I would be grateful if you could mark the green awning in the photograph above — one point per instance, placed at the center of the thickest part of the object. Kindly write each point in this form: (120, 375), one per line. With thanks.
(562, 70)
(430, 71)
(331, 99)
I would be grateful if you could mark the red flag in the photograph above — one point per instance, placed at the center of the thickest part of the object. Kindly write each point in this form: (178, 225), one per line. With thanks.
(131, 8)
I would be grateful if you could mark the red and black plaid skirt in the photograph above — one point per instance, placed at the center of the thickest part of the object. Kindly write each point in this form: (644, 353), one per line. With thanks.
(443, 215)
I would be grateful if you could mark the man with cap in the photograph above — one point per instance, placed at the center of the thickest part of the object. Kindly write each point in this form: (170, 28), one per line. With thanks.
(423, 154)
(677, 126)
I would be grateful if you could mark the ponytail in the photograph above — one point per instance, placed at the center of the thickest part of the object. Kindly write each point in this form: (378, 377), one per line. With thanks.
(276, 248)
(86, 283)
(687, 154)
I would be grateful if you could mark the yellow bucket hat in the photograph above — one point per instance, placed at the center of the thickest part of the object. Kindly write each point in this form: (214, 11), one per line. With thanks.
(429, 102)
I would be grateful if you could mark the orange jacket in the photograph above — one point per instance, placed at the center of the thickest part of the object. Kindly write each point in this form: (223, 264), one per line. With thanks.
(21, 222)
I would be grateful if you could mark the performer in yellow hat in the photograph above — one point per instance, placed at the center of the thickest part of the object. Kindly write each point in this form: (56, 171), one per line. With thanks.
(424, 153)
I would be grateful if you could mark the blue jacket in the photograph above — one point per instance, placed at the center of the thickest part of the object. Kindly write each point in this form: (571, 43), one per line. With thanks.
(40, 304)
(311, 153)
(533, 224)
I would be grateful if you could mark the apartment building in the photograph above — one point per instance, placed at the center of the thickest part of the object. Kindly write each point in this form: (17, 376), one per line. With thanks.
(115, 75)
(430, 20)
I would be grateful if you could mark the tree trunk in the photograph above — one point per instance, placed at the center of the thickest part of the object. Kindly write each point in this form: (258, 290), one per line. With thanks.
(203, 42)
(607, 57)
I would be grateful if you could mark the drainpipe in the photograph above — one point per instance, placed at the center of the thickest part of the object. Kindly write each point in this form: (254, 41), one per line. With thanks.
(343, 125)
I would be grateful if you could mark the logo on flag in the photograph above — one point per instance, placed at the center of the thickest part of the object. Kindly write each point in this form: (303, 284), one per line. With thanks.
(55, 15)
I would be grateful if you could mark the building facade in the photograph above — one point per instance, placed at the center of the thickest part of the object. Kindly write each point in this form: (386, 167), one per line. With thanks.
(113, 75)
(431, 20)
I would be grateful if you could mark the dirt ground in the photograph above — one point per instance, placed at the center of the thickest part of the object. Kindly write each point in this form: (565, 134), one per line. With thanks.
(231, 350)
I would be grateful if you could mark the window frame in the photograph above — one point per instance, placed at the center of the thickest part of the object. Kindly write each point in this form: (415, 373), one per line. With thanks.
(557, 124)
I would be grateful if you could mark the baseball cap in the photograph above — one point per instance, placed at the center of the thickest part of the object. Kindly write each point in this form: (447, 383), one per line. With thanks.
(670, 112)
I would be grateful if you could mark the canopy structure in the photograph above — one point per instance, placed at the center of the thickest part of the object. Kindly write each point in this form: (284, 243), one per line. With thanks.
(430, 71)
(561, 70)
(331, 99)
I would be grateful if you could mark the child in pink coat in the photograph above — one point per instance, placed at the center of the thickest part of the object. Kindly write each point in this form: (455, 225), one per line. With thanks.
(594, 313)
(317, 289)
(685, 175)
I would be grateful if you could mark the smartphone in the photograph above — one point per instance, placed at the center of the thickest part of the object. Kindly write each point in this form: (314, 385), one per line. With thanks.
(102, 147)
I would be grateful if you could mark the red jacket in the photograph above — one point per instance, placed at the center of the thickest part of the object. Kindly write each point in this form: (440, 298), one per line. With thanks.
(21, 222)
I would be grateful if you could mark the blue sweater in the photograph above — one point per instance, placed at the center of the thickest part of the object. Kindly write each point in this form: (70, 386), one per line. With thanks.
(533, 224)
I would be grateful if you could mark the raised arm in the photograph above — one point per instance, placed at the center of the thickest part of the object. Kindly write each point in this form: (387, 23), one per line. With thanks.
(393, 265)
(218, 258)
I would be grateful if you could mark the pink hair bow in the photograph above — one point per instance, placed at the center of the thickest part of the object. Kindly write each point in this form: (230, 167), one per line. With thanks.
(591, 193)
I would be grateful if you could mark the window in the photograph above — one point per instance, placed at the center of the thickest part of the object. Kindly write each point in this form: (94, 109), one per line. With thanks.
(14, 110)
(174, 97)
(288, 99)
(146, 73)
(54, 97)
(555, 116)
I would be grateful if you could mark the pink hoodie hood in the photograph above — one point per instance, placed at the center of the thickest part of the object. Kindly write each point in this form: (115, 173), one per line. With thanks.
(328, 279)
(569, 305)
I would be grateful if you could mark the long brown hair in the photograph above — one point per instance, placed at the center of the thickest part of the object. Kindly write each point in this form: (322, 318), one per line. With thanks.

----

_Written problem_.
Produce an exact copy of the lines from the one containing "I would be grateful if you could mark the pink hair" through the last line, and of nothing else.

_Answer below_.
I would be grateful if you could mark the pink hair bow in the photograph above — one point per instance, placed at the center of the thickest part of the object. Kindly write each point in this form: (230, 167), one per line. With thanks.
(591, 193)
I would be grateful if you could mark the window in the photograph above — one point per instance, placed at the center of the thickest part of the object. Kindly write each point in this form: (94, 109), one per line. With thanks.
(14, 110)
(174, 97)
(288, 99)
(146, 73)
(54, 97)
(555, 116)
I would be grateful if you could mark the pink hoodie hood in the photograph above — one point per instance, placed at the center of the thickest part of the object. Kindly write each point in this form: (115, 173), one per line. With thanks.
(328, 279)
(569, 305)
I would be grateful if you could mark the long brown hair in the photograph above — one point per instance, placed at the center of the thickest part of the object. Kindly write each point in this form: (322, 318), one per line. With thanks.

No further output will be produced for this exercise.